GIVEN EXERCISE:
Please reproduce the lines below without any change, starting at the line that contains "Drop a pin on the shrub, one" and continuing through the last line.

LISTING:
○ ○ ○ ○

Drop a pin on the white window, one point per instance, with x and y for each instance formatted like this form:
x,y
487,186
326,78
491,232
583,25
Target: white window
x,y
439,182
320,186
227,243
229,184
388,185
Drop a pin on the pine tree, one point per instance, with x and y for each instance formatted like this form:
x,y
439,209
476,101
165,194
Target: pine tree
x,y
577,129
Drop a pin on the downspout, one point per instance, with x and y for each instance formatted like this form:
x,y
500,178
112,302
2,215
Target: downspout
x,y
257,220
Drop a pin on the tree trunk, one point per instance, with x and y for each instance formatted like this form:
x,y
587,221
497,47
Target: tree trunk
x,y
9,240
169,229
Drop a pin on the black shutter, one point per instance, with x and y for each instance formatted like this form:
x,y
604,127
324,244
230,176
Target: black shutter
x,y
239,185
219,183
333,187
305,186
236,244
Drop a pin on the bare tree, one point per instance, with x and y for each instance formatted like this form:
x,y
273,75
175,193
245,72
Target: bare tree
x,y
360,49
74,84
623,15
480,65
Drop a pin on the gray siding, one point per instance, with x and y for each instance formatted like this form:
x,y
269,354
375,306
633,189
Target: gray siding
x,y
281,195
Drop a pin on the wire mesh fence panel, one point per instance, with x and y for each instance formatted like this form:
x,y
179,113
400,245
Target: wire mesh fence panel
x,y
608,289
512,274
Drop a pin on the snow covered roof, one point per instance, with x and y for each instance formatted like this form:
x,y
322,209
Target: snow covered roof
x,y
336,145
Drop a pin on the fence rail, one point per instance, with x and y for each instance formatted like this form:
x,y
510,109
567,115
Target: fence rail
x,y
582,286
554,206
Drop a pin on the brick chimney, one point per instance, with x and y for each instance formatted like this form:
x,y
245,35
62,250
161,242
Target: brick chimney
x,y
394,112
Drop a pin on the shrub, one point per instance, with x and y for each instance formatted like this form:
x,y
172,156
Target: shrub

○ ○ ○ ○

ANSWER FOR THE TASK:
Drop a pin on the shrub, one point per instance, with x and y for each instance formatted like this form:
x,y
172,156
Target: shrub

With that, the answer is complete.